THE TASK
Only the text belongs in the copy: retype each record exactly as it appears.

Phrase grounding data

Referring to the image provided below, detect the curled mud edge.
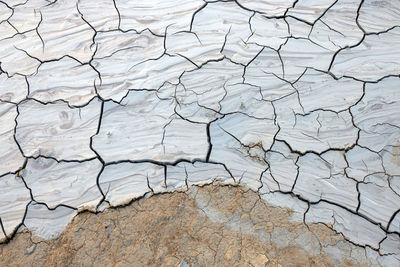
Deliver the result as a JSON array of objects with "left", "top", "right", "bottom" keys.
[{"left": 0, "top": 184, "right": 392, "bottom": 266}]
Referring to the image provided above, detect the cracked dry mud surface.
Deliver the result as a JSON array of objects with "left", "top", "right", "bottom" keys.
[
  {"left": 0, "top": 185, "right": 388, "bottom": 266},
  {"left": 0, "top": 0, "right": 400, "bottom": 266}
]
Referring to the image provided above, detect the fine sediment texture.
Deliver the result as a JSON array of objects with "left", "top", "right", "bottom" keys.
[{"left": 0, "top": 184, "right": 393, "bottom": 267}]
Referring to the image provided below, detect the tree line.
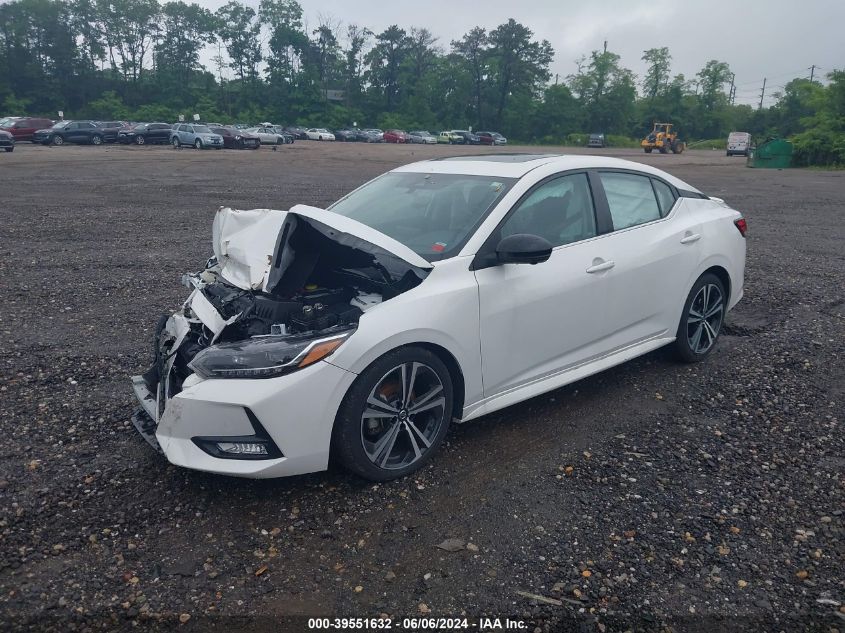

RESPONSE FOR THIS EXERCISE
Referring to the image provided below, detect the curled mud edge.
Deliver the result as a JSON array of objects with "left", "top", "right", "bottom" keys.
[{"left": 0, "top": 184, "right": 392, "bottom": 266}]
Referring to the image provided above, detect the cracked dry mud surface.
Deliver the result as a JSON array of objects with "left", "top", "right", "bottom" keys.
[
  {"left": 0, "top": 185, "right": 388, "bottom": 266},
  {"left": 0, "top": 0, "right": 400, "bottom": 266}
]
Referring to the image provided above, detect the fine sediment texture.
Deliver the result as a JSON array of objects with "left", "top", "right", "bottom" keys.
[{"left": 0, "top": 184, "right": 393, "bottom": 267}]
Referring to the image provided below, detect the tree line.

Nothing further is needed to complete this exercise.